TAREAS PENDIENTES →
1) Copia el texto sobre la inflación desde "Las últimas semanas" hasta "los contratos laborales-." y rebautiza "IPC" como "índice de precios al consumo".
2) Según el texto sobre la inflación, ¿qué tasa anual alcanzará el IPC en diciembre en opinión de los analistas?

TEXTO DE ORIGEN →
Las últimas semanas no han traído precisamente buenas noticias. En nuestro país, el fuerte incremento de los precios al consumidor en octubre (un 1,3%) ha elevado la tasa anual al 3,6% y ampliado nuestro diferencial con la media de la zona euro hasta un punto porcentual. Por desgracia, tampoco proporciona consuelo alguno el observar la marcha del índice subyacente de precios (1,4% y 3,1%, respectivamente). En opinión de los analistas el IPC alcanzará en diciembre una tasa anual del 4% -con las consiguientes repercusiones en los ajustes de las pensiones públicas y en las cláusulas de revisión de los contratos laborales-.

Las previsiones para 2008 indican una contención de la inflación, hasta una tasa media del 2,8%, a la cual seguiría un repunte de los precios en 2009 hacia la zona del 3,5% también de media. No es ningún secreto que las causas de este tirón de los precios residen, sobre todo, en el comportamiento de los alimentos elaborados -debido en buena parte, pero sólo en buena parte, al encarecimiento de las materias primas- y los productos energéticos. Y como las malas noticias nunca vienen solas, el comportamiento del valor añadido del sector industrial se ha ido reduciendo en los meses transcurridos de este último semestre del ejercicio, tendiendo a incrementos del orden del 3% para el próximo bienio.

Tampoco es muy esplendoroso el panorama entre nuestros socios del euro, con pronósticos que apuntan a un descenso superior al medio punto en el sector industrial para el año próximo (3,1% de incremento frente a 3,8% en el ejercicio a punto de cerrar).

LISTADO DE DATOS →

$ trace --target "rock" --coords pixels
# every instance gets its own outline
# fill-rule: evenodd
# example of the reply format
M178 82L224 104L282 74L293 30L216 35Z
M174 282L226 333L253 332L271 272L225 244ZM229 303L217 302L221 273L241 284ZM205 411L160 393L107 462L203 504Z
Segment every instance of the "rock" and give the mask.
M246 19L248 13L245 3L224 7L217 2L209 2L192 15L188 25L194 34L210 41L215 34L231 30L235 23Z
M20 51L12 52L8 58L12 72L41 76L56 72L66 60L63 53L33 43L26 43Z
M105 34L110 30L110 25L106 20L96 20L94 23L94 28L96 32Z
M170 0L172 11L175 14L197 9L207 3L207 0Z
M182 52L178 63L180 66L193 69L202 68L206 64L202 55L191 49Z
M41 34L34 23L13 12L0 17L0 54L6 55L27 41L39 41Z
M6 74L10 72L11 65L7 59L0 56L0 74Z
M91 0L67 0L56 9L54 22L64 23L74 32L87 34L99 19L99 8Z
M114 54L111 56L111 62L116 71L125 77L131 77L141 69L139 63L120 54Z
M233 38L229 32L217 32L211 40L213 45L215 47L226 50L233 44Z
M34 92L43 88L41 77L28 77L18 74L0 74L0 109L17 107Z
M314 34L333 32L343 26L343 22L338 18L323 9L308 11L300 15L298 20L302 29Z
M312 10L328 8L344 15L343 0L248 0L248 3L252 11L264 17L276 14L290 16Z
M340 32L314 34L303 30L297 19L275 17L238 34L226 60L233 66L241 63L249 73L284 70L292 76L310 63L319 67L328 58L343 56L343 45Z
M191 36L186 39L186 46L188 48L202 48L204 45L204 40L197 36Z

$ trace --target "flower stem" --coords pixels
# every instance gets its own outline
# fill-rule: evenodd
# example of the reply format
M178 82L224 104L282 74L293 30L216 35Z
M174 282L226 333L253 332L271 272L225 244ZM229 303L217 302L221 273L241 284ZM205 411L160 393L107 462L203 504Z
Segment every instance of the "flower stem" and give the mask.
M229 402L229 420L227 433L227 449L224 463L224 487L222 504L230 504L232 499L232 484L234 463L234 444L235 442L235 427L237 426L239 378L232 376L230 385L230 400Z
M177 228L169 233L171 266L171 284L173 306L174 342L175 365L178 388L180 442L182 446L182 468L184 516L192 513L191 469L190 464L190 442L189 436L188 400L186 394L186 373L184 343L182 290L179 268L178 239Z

RESPUESTAS DADAS →
1)
Las últimas semanas no han traído precisamente buenas noticias. En nuestro país, el fuerte incremento de los precios al consumidor en octubre (un 1,3%) ha elevado la tasa anual al 3,6% y ampliado nuestro diferencial con la media de la zona euro hasta un punto porcentual. Por desgracia, tampoco proporciona consuelo alguno el observar la marcha del índice subyacente de precios (1,4% y 3,1%, respectivamente). En opinión de los analistas el índice de precios al consumo alcanzará en diciembre una tasa anual del 4% -con las consiguientes repercusiones en los ajustes de las pensiones públicas y en las cláusulas de revisión de los contratos laborales-.

2) Un 4%.